MySQL 5.7 Introduces a JSON Data Type

There’s a new JSON data type available in MySQL 5.7 that I’ve been playing with. I wanted to share some examples of when it’s useful to have JSON data in your MySQL database and how to work with the new data types (not least so I can refer back to them later!)

MySQL isn’t the first database to offer JSON storage; the document databases (such as MongoDB, CouchDB) work on a JSON or JSON-ish basis by design, and other platforms including PostgreSQL, Oracle and SQL Server also have varying degress of JSON support. With such wide adoption as MySQL has, the JSON features are now reaching a new tribe of developers.

Why JSON Is Awesome

Traditional database structures have us design table-shaped ways of storing all our data. As long as all your records (or “rows”) are the same shape and have the same sorts of data in approximately the same quantities, this works brilliantly well. There are some common problems that aren’t a good fit, however. How about freeform website content? Or sparsely populated sets of attributes for each row?

▶ _Data provided_:
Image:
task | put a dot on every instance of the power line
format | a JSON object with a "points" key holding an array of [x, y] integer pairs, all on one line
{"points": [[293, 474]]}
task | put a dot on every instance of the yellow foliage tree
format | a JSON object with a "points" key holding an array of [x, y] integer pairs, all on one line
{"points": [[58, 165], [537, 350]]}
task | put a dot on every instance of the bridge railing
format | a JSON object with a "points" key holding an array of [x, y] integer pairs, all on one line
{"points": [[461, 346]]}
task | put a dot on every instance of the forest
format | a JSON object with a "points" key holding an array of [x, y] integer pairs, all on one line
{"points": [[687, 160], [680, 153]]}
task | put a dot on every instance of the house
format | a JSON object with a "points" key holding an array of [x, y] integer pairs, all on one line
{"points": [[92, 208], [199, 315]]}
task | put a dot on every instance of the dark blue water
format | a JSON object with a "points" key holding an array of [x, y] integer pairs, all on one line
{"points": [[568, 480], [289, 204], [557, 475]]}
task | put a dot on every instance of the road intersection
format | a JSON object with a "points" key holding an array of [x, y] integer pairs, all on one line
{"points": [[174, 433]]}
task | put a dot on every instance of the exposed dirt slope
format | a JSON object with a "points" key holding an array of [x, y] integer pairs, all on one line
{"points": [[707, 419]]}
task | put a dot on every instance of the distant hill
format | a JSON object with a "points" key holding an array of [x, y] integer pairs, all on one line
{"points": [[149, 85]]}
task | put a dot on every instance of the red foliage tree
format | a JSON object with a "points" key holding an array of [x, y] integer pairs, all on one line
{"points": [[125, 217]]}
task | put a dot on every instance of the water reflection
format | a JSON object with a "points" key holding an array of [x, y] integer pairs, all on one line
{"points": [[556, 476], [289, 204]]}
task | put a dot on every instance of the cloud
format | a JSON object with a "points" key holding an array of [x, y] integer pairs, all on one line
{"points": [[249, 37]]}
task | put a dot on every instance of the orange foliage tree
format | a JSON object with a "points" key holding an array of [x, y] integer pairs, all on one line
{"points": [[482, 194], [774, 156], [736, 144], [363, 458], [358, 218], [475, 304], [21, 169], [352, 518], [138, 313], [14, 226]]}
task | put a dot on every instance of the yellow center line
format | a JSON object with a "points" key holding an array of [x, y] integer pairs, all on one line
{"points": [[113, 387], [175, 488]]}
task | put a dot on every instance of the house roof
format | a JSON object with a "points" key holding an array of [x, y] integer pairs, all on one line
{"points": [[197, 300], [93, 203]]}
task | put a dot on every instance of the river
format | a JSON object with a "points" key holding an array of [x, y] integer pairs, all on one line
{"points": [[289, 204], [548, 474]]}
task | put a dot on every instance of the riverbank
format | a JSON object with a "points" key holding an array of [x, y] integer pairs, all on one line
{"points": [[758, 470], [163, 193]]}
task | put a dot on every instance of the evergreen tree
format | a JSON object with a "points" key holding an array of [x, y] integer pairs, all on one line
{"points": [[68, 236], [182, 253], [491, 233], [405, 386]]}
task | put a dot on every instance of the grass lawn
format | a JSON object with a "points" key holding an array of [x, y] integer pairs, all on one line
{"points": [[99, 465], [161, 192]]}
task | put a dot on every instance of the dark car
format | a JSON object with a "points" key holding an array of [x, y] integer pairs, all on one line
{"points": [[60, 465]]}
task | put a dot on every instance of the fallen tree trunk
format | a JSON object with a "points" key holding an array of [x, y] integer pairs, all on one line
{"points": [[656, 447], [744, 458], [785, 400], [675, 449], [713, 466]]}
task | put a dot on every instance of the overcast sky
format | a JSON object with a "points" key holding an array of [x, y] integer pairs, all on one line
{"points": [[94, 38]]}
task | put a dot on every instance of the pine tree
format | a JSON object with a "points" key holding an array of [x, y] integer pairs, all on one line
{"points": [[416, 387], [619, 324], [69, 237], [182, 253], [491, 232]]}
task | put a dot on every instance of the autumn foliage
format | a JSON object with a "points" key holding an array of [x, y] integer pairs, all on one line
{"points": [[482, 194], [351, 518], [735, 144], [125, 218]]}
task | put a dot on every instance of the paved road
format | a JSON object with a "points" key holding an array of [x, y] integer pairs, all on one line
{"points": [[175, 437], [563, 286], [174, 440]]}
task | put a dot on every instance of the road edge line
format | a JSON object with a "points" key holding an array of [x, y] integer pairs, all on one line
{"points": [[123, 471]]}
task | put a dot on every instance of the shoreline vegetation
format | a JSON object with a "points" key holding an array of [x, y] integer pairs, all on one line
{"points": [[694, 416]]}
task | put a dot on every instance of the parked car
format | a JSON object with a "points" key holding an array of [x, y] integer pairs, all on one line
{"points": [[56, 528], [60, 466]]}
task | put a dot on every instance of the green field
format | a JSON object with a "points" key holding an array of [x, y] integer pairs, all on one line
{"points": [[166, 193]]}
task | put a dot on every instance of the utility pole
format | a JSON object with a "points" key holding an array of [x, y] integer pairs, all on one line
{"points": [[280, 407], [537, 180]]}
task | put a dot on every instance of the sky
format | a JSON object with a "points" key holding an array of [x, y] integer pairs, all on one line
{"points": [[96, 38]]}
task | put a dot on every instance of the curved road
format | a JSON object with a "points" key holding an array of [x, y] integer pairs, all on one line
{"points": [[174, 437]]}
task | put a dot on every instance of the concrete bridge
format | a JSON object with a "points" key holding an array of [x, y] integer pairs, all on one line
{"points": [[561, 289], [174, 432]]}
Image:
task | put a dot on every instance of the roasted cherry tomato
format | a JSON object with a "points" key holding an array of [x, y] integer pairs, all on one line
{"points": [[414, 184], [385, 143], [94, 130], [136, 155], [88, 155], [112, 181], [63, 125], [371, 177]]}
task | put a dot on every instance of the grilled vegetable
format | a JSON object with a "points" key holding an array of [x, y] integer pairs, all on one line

▶ _Tasks to complete_:
a) Reproduce the stretch of the MySQL JSON article from "MySQL isn’t the" through "tribe of developers." word for word.
b) In the MySQL JSON article, which two document databases are named as working on a JSON or JSON-ish basis by design?

▶ _Solved tasks_:
a)
MySQL isn’t the first database to offer JSON storage; the document databases (such as MongoDB, CouchDB) work on a JSON or JSON-ish basis by design, and other platforms including PostgreSQL, Oracle and SQL Server also have varying degress of JSON support. With such wide adoption as MySQL has, the JSON features are now reaching a new tribe of developers.

b) MongoDB and CouchDB